▶ **What is expected**: Write each line of the rows below as a JSON list of strings, one string per line, leaving out blank lines and the pictures.

▶ **Records supplied**:
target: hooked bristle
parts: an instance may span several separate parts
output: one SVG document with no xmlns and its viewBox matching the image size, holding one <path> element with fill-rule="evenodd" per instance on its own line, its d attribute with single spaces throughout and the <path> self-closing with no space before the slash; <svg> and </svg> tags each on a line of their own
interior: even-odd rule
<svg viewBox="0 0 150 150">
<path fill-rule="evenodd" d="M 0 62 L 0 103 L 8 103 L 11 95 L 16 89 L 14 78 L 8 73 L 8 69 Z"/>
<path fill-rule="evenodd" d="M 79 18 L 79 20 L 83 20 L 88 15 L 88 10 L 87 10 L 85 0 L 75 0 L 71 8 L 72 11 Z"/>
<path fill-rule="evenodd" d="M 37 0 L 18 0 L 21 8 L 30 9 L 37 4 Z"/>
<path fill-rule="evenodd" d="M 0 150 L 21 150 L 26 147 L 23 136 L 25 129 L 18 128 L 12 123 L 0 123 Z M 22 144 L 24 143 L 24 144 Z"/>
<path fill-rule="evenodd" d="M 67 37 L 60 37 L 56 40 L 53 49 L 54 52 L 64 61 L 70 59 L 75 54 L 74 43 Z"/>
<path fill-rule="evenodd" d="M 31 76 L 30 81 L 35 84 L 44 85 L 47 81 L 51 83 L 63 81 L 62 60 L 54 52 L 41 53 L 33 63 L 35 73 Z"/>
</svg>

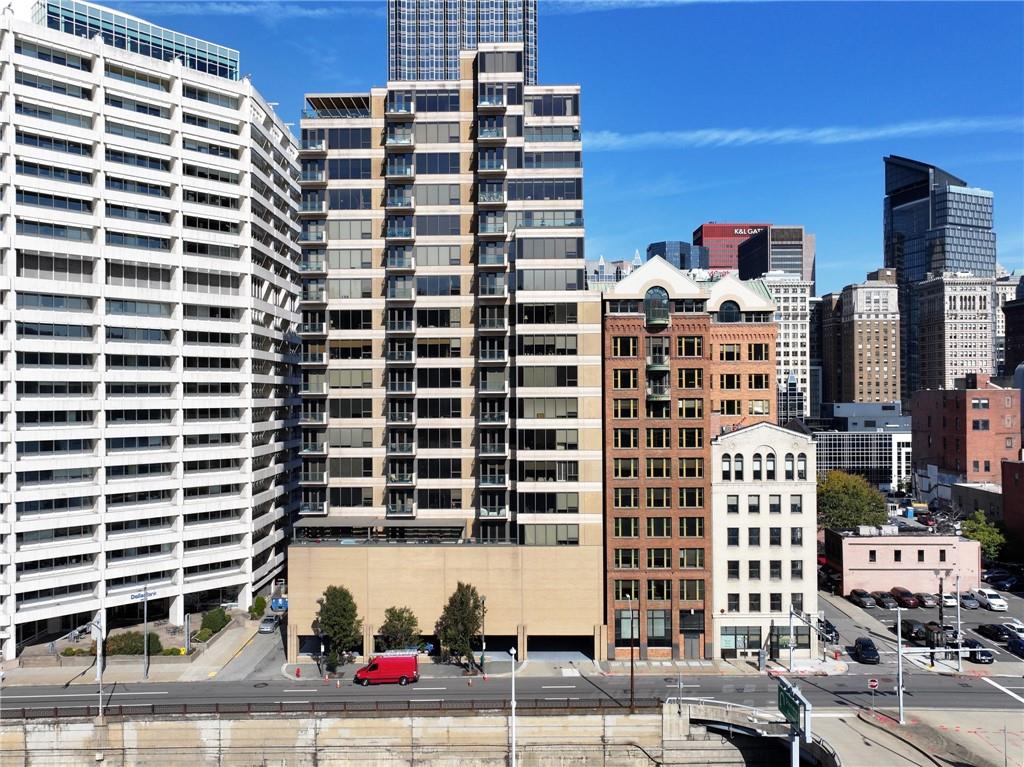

▶ **Exercise solution**:
[
  "target: hooked bristle",
  "parts: an instance may span several separate parts",
  "output: one SVG document with no xmlns and its viewBox matching the image size, holding one <path> element with fill-rule=\"evenodd\" per instance on its own line, its d attribute with single spaces throughout and the <path> self-closing with no space before the slash; <svg> and </svg> tags each on a line of their own",
  "interior: even-odd rule",
  "<svg viewBox=\"0 0 150 150\">",
  "<path fill-rule=\"evenodd\" d=\"M 0 62 L 0 103 L 8 103 L 11 95 L 16 89 L 14 78 L 8 73 L 8 69 Z\"/>",
  "<path fill-rule=\"evenodd\" d=\"M 79 18 L 79 20 L 83 20 L 88 15 L 88 10 L 87 10 L 85 0 L 75 0 L 71 8 L 72 11 Z\"/>",
  "<path fill-rule=\"evenodd\" d=\"M 37 0 L 18 0 L 21 8 L 30 9 L 37 4 Z\"/>",
  "<path fill-rule=\"evenodd\" d=\"M 0 150 L 21 150 L 26 147 L 23 136 L 25 129 L 18 128 L 12 123 L 0 123 Z M 22 144 L 24 143 L 24 144 Z\"/>",
  "<path fill-rule=\"evenodd\" d=\"M 67 37 L 60 37 L 56 40 L 53 49 L 54 52 L 64 61 L 70 59 L 75 54 L 74 43 Z\"/>",
  "<path fill-rule=\"evenodd\" d=\"M 31 76 L 30 81 L 35 84 L 44 85 L 47 81 L 51 83 L 63 81 L 62 60 L 54 52 L 41 53 L 33 63 L 35 73 Z\"/>",
  "</svg>"
]